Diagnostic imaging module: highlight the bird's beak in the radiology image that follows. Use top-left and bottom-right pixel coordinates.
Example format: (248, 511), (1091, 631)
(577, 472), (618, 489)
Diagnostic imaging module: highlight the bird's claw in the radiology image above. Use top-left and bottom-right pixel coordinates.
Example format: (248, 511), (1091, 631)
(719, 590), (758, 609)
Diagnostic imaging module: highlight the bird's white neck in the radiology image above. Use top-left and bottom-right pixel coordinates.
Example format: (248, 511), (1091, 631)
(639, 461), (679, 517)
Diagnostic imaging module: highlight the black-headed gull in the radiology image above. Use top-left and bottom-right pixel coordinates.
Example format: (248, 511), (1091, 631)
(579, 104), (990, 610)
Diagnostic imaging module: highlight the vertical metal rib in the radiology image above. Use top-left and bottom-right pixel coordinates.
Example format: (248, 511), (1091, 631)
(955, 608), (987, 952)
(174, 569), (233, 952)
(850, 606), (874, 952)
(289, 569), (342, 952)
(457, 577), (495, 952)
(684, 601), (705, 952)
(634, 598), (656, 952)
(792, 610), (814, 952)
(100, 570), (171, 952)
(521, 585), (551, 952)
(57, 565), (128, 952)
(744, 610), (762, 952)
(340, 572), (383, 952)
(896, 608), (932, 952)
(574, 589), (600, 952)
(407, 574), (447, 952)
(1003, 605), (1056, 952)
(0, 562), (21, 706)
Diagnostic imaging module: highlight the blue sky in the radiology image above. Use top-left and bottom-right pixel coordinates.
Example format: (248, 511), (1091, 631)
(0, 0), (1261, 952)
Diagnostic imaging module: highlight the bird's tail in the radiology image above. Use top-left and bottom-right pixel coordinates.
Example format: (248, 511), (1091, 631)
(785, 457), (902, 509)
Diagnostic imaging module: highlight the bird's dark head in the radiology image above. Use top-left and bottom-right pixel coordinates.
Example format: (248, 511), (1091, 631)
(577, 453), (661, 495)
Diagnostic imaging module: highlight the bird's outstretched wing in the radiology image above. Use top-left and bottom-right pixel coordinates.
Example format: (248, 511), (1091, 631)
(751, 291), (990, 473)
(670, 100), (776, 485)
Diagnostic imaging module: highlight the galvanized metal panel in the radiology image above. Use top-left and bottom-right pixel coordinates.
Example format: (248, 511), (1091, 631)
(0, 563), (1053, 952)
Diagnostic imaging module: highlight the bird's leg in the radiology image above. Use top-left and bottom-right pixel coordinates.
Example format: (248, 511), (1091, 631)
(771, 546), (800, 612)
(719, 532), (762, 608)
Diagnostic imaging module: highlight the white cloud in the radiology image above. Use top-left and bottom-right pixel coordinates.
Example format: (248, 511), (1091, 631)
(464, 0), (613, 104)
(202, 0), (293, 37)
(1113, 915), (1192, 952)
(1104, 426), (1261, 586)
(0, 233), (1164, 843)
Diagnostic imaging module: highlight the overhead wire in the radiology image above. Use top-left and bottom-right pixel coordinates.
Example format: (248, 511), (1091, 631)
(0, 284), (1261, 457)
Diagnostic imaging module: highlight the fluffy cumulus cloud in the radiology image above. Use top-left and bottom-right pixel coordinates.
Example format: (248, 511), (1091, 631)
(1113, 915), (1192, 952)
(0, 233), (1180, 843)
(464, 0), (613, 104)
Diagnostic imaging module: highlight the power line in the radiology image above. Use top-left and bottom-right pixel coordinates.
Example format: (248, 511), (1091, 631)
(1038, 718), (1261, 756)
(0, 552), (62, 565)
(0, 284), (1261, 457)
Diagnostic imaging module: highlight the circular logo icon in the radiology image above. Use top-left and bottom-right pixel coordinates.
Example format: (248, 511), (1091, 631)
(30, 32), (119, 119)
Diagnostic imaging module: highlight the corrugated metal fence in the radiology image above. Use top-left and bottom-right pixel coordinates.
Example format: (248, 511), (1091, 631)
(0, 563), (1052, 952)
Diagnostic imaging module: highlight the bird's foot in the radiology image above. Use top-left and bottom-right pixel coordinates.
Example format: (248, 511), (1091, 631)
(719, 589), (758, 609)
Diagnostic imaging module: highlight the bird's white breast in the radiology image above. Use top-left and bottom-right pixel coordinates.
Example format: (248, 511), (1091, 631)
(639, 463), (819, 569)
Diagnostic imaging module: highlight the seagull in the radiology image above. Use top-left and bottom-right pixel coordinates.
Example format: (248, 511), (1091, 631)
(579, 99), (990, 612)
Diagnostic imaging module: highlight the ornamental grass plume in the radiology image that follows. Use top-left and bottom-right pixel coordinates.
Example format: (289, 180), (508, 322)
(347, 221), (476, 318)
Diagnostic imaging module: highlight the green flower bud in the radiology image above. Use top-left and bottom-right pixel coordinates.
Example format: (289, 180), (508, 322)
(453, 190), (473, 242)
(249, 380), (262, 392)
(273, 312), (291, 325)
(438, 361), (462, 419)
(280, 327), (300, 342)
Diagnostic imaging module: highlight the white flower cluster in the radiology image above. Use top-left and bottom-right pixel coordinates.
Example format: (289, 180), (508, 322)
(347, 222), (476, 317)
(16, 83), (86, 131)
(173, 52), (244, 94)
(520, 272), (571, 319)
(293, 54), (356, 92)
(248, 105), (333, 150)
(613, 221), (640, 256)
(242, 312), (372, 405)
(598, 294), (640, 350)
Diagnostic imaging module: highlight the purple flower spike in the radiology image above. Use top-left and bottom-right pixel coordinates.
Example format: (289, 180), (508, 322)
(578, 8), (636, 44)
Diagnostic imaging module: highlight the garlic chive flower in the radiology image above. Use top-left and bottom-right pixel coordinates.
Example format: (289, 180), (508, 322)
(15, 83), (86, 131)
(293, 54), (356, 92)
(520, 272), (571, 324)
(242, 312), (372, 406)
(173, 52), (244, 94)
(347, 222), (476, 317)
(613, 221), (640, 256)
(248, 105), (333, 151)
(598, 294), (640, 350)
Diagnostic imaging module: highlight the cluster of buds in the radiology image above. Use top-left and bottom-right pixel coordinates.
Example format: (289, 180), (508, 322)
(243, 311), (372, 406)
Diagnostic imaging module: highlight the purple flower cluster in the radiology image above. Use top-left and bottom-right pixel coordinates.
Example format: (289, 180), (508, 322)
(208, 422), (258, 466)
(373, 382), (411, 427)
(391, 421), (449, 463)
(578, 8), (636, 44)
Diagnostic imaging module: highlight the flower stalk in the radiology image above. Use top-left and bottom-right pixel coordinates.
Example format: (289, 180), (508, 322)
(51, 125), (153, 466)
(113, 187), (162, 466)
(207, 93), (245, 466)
━━━
Rewrite all of the records above, replacing "Diagnostic imaging module" with "Image labeling module" wherever it occurs and leaving everything else unchanged.

* FULL ANSWER *
Image labeling module: highlight the bird's beak in the radiology image that follows. Use top-left and bottom-right pixel coordinates.
Example format: (248, 511), (1091, 631)
(577, 472), (618, 489)
Image labeling module: highlight the bird's claw in the radiology image above. Use top-left and bottom-right pixel coordinates.
Example format: (248, 511), (1091, 631)
(719, 590), (758, 609)
Image labeling module: highlight the bird's white neck in the radiology image above. Use top-left and bottom-right pixel coordinates.
Example format: (248, 511), (1091, 631)
(639, 461), (679, 517)
Image labeling module: highlight the black-headed gull in the radiology image above. Use top-left and bottom-right pixel coordinates.
Example format: (248, 511), (1091, 631)
(579, 104), (990, 610)
Image labeling module: highlight the vertical metal rib in the radiology image above. Use top-left and bottom-right pixel coordinates.
Example format: (248, 511), (1091, 631)
(955, 608), (987, 952)
(174, 569), (233, 952)
(850, 606), (874, 952)
(289, 569), (342, 952)
(457, 577), (495, 952)
(684, 601), (705, 952)
(634, 598), (656, 952)
(792, 610), (814, 952)
(100, 570), (171, 952)
(521, 585), (551, 952)
(57, 565), (128, 952)
(744, 610), (762, 952)
(340, 572), (383, 952)
(896, 608), (932, 952)
(574, 589), (600, 952)
(407, 574), (447, 952)
(1003, 605), (1056, 952)
(0, 562), (21, 706)
Image labeling module: highlight the blue sky in the radiology image above. Use top-left and bottom-right pixel coordinates.
Example format: (248, 511), (1091, 631)
(0, 0), (1261, 952)
Image labeling module: highlight the bird's tail in the radiology image above. Use top-left and bottom-right pixel coordinates.
Example format: (248, 511), (1091, 631)
(785, 457), (902, 509)
Image labeling module: highlight the bird's dark head in the radiology image above. Use top-left and bottom-right pixel coordinates.
Example format: (248, 511), (1091, 631)
(577, 453), (661, 495)
Image labeling module: highlight the bird's outstretched wing in the radiology image above. Use top-left and bottom-right pixel coordinates.
Example format: (248, 511), (1091, 631)
(751, 291), (990, 473)
(670, 100), (776, 485)
Image labeling module: highlight the galvanized metal panel in the radiology image above. Use top-left and bottom-right pixel coordinates.
Example format: (248, 511), (1091, 631)
(0, 563), (1053, 952)
Image labeling module: highlight the bird's leg in the radiology image above. Use top-left and bottom-right pixel coordinates.
Example format: (248, 511), (1091, 631)
(771, 546), (800, 612)
(719, 532), (762, 608)
Image labeling module: highlight the white cloud in the radiology image above. Use top-left and bottom-right pixel coordinates.
Example format: (248, 511), (1091, 631)
(464, 0), (613, 104)
(202, 0), (293, 37)
(1113, 915), (1192, 952)
(1104, 426), (1261, 586)
(0, 233), (1164, 843)
Image labeling module: highlight the overhead wire in the radiology image above. Use top-left and bottom-right pixel coordinates.
Example format: (248, 511), (1091, 631)
(0, 284), (1261, 457)
Image labeling module: highlight the fluffy cumulus cloud in the radiology image above. Use top-left and bottom-right pixel coordinates.
Example format: (248, 511), (1091, 631)
(1113, 915), (1192, 952)
(0, 233), (1180, 843)
(464, 0), (613, 104)
Image labeling module: highlight the power line in the radiology image above. Use top-left and bottom-right pixel coordinates.
Example format: (248, 511), (1091, 631)
(1038, 718), (1261, 756)
(0, 552), (62, 565)
(0, 284), (1261, 457)
Image labeling module: highlight the circular logo icon in the radiology image above. Use top-left and bottom-right pixel coordinates.
Example format: (248, 511), (1091, 631)
(30, 32), (119, 119)
Image labeling module: highlight the corrugated metal fence in the radiology image above. Use top-left and bottom-right pixel coordinates.
Example format: (248, 511), (1091, 631)
(0, 563), (1052, 952)
Image labeling module: highlight the bird's foot in the radiology image above. Use top-left and bottom-right pixel coordinates.
Example format: (248, 511), (1091, 631)
(719, 589), (758, 609)
Image labeling module: highlight the bird's white breast in the radiology image above. Use top-left and bottom-right pixel coordinates.
Example format: (248, 511), (1091, 631)
(639, 463), (819, 569)
Image labeling module: highlight the seagull in the radiology image above. Use top-left and bottom-right pixel coordinates.
Example format: (248, 511), (1091, 631)
(579, 99), (990, 612)
Image labeling module: highlight the ornamental grass plume in the radiology image that follows. Use top-left and bottom-right pixel coordinates.
Example format: (289, 180), (508, 322)
(347, 221), (476, 318)
Image labeling module: highlight the green flower bud in the radiology image above. Use top-left and bottom-right pixel coordinates.
Example format: (289, 180), (508, 322)
(453, 190), (473, 242)
(249, 380), (262, 392)
(273, 312), (291, 325)
(438, 361), (462, 419)
(280, 327), (300, 342)
Image labeling module: highlight the white flower cluster in the radiology image above. Use top-left and bottom-right pixel coordinates.
Example format: (289, 180), (508, 322)
(347, 222), (476, 317)
(16, 83), (86, 131)
(173, 52), (244, 94)
(520, 272), (571, 319)
(293, 54), (356, 92)
(248, 105), (333, 150)
(613, 221), (640, 256)
(242, 312), (372, 405)
(598, 294), (640, 350)
Image labeling module: highlight the purple flower spike in the radiology image above. Use top-left and bottom-right pixel coordinates.
Example format: (289, 180), (508, 322)
(578, 8), (636, 44)
Image labeling module: highlight the garlic chive flower in the radiology image above. Use top-left and bottom-right pixel coordinates.
Example format: (289, 180), (508, 322)
(15, 83), (86, 131)
(293, 54), (356, 92)
(520, 272), (571, 324)
(242, 312), (372, 406)
(173, 52), (244, 94)
(347, 222), (476, 317)
(613, 221), (640, 256)
(248, 105), (333, 151)
(598, 294), (640, 350)
Image labeling module: highlight the cluster of buds in the radiology image above. Use top-left and bottom-right pixel coordinates.
Example format: (289, 180), (508, 322)
(243, 311), (372, 406)
Image labeling module: highlight the purple flower cluster in the radiology image above. Use top-left and bottom-right pixel coordinates.
Example format: (289, 180), (508, 322)
(208, 422), (258, 466)
(373, 382), (411, 427)
(391, 421), (449, 463)
(578, 8), (636, 44)
Image labeling module: highlight the flower stalk in the radiology image above. Use top-left and bottom-right pixel coordinates.
Example format: (289, 180), (508, 322)
(51, 125), (153, 466)
(113, 187), (162, 466)
(207, 93), (245, 466)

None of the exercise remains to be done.